### O que se pede:
A. Atualize o texto sobre o mercado das explicações: volte a escrevê-lo de "É um mercado que" a "ao ensino superior.", trocando "ensino secundário" por "ensino básico".
B. Segundo o texto sobre o mercado das explicações, quantos centros gere em Portugal o grupo "Ginásios da Educação Da Vinci"?
C. Retome o texto sobre o mercado das explicações a partir do ponto em que termina.

### Documento:
--------------------------------

Algumas vezes aqui tenho abordado
esta questão e retomo algumas notas. Recordo um estudo, também referido na peça
do Público, realizado em 2019 pelo grupo “Ginásios da Educação Da Vinci”, um
franchising que gere em Portugal 42 centros respondendo a 5400 alunos num
universo estimado em 244 mil que recorrem a estes “serviços”. Destes, cerca de
70% têm “explicadores” particulares, maioritariamente professores que dão
explicação num “cantinho” da sua casa num volume de facturação estimado em 200
milhões de euros e que passa, por assim dizer ao lado, das obrigações fiscais,
questão que também o CNE coloca incluindo num plano de regulação. Ainda segundo
os mesmos dados, existirão à volta de doze mil explicadores e de mil centros de
estudo e apoio escolar.
Trata-se de facto de um mercado
em expansão e fomentador do empreendedorismo individual e que também contribui
para acentuar as desigualdades sociais pré-existentes sem qualquer sobressalto
por parte de quem tem sido responsável por políticas públicas.
É um mercado que envolve alunos
de todos os anos de escolaridade, mas tem maior procura em anos de exame e no
ensino secundário quando está em jogo o acesso ao ensino superior.
Na verdade, é um mercado
generalizado como se pode verificar com um passeio pelas proximidades das
escolas abundando a oferta de ajudas fora da escola, antes conhecidas por
“explicações”, mas agora com designações mais sofisticadas como “Centro de
Estudo”, “Ginásio”, "Academia", etc., que, provavelmente, terão mais
efeito “catch” no sentido de atingir o “target”, aliás, não são raras as
designações em inglês. Ainda temos a oferta mais personalizada, as
“explicações” no aconchego caseiro dos explicadores, numa espécie de
atendimento personalizado. O mercado está sempre atento e o marketing
desempenha um papel importante.

--------------------------------

### Dados guardados:

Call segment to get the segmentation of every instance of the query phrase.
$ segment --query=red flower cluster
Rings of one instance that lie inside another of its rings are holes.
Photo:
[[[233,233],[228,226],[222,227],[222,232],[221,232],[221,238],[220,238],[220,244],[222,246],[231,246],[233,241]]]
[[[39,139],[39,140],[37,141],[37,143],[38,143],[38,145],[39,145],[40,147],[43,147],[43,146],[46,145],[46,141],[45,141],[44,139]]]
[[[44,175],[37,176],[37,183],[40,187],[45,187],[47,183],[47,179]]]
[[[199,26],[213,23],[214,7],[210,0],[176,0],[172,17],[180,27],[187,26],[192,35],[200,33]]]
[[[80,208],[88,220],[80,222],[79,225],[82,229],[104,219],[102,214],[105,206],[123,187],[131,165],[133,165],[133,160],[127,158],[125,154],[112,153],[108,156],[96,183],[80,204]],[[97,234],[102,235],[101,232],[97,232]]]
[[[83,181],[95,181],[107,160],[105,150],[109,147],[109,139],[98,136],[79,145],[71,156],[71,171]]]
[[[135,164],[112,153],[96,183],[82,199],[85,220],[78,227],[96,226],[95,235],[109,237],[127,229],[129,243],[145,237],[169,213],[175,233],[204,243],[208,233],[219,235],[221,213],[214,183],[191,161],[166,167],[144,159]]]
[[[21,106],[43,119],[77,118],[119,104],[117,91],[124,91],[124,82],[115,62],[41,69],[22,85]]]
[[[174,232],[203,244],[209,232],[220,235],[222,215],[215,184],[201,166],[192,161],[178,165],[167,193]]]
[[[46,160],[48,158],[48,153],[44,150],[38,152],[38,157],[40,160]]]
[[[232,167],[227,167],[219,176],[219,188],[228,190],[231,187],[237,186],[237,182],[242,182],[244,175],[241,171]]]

--------------------------------

### Respostas por tarefa:
A.
É um mercado que envolve alunos
de todos os anos de escolaridade, mas tem maior procura em anos de exame e no
ensino básico quando está em jogo o acesso ao ensino superior.

B. 42 centros.

C.
Apesar de nada ter contra a
iniciativa privada desde que com enquadramento legal e regulação, o que está
longe de existir, várias vezes tenho insistido no sentido de entender como
desejável que os apoios e ajudas de que os alunos necessitam fossem encontrados
dentro das escolas e agrupamentos. O impacto no sucesso dos alunos minimizaria,
certamente, eventuais custos em recursos que, aliás, em alguns casos já existem
dentro do sistema.
Esta minha posição radica no
entendimento de que a procura “externa” de apoios, legítima por parte das
famílias, tem também como efeito o alimentar da desigualdade de oportunidades e
da falta de equidade como tem sido regularmente sublinhado em múltiplos
estudos.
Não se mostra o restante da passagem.